# spalted sycamore question



## Rick C. (Dec 17, 2008)

I just pulled a load out of the kiln that included some spalted maple,RO and spalted sycamore.The sycamore was almost black so I jointed and planed it and during that process I started seeing green on the board.This is my first dealing with sycamore and spalted woods what gives? The green doesn't go far but when I get a layer planed out some shows up elsewhere.
Thanks,
Rick


----------



## phinds (Mar 25, 2009)

Sounds more like mineral stain than spalting ... not that that helps any ... if you don't like what you're getting, doesn't much matter how it got there and it doesn't sound like something you're likely to get rid of.


----------



## TexasTimbers (Oct 17, 2006)

Don't remember ever seeing green in spalted syc. 

Rick, you know dern well you are 'posed to post pictures in a situation like this. :smile:




.


----------



## Rick C. (Dec 17, 2008)

Yeah,Yeah,I know, I'm trying to get them on here,but that one part of the computer just won't let me do it. You know the part between the seat and the keyboard. I've only put pics on th computer one time about a year ago and my rememberer ain't workin' right(again).If I can just figgr out how to git this 35mm camera hooked up to the thing I'll be doin fine:laughing:.
There are the thin pencil lines that indicate spaltng the green seems to be in wide layers on one side of the board now.


----------



## phinds (Mar 25, 2009)

I checked back through the pics of sycamore on my site and sure enough, I did find one that has a broad swath of green ... clearly a mineral stain and has nothing to do with spalting. That's not conclusive that yours is also mineral stain but I'd be willing to be that it is.

And that does mean it's unlikely you can get rid of it.

Paul


----------

§ Material supplied:
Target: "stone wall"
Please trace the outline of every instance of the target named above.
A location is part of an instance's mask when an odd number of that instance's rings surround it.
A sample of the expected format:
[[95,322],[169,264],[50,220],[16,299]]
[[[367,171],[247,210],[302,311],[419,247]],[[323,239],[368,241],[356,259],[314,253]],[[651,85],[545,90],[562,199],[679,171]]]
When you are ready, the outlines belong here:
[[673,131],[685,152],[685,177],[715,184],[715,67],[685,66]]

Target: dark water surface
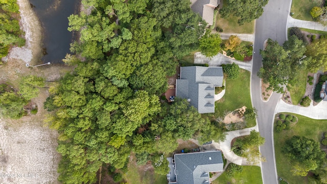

§ Your tasks:
1 – Answer these questions about the spalted sycamore thread.
(a) What color was the sycamore before it was jointed and planed?
(b) According to the first reply, what does the green sound more like than spalting?
(c) What kind of camera does Rick want to hook up to the computer?
2 – Quote the passage of the spalted sycamore thread that runs between "I just pulled" and "shows up elsewhere.", inclusive.

§ Answers to each task:
1 –
(a) Almost black.
(b) Mineral stain.
(c) A 35mm camera.

2 –
I just pulled a load out of the kiln that included some spalted maple,RO and spalted sycamore.The sycamore was almost black so I jointed and planed it and during that process I started seeing green on the board.This is my first dealing with sycamore and spalted woods what gives? The green doesn't go far but when I get a layer planed out some shows up elsewhere.